▶ Stored data entries:

━━━━━━━━━━━━━━━━

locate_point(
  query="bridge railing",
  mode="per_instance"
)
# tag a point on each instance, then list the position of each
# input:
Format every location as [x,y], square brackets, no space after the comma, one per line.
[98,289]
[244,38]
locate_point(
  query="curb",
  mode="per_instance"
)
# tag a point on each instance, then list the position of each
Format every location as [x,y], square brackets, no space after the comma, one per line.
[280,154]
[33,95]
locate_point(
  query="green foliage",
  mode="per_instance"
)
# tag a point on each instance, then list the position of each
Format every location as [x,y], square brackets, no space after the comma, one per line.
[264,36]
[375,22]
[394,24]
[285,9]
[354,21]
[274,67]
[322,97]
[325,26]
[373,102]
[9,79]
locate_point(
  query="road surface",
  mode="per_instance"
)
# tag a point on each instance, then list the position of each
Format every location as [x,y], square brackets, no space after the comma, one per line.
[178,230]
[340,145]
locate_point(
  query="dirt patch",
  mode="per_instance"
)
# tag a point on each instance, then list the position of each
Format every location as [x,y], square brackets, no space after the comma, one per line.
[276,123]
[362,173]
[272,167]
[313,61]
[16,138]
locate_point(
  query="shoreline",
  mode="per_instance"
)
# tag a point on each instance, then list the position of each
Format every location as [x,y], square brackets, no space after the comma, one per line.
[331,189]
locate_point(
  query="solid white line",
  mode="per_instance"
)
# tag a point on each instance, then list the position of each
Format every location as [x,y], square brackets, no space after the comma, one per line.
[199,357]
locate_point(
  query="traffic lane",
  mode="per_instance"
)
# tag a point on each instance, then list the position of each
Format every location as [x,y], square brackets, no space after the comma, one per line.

━━━━━━━━━━━━━━━━

▶ Task directions: Faithfully transcribe the whole of the data.

▶ Answer space:
locate_point(
  query="bridge railing",
  mode="per_instance"
)
# tag a point on each instance, then list the position of each
# input:
Format every location as [x,y], square brackets, no space after the comma, one per line.
[98,289]
[244,38]
locate_point(
  query="curb",
  mode="per_instance"
)
# tag a point on each instance, then list the position of each
Format every location as [x,y], square brackets, no space after the comma, one per line.
[280,154]
[33,95]
locate_point(
  query="green foliage",
  mode="per_instance"
)
# tag a point on each instance, then list the position of each
Format every location as [x,y], square brackets, no space after the comma, one per line.
[264,36]
[375,22]
[394,24]
[285,9]
[354,21]
[274,67]
[322,97]
[325,26]
[373,102]
[9,79]
locate_point(
  query="road surface",
  mode="per_instance"
)
# tag a point on each instance, then list the position of each
Format every location as [x,y], square brackets, no space after the comma, one per line.
[178,230]
[340,145]
locate_point(
  query="dirt patch",
  mode="per_instance"
)
# tag a point on each instance, then list the position of each
Format every location as [x,y], square brackets, no space after the comma, one per line.
[276,123]
[362,173]
[272,167]
[313,61]
[16,138]
locate_point(
  query="shoreline",
  mode="per_instance"
)
# tag a point on each instance, then list the position of each
Format every location as [x,y], square brackets, no space after the comma, one per line.
[331,189]
locate_point(
  query="solid white line",
  mode="per_instance"
)
# tag a point on each instance, then list the position of each
Format every location as [x,y], square brackets, no space after the comma, one per line.
[199,357]
locate_point(
  query="traffic lane",
  mode="per_instance"
)
# tag a point on each instance, then list the position of each
Format every location as [x,y], square brackets, no space after the comma, one per line.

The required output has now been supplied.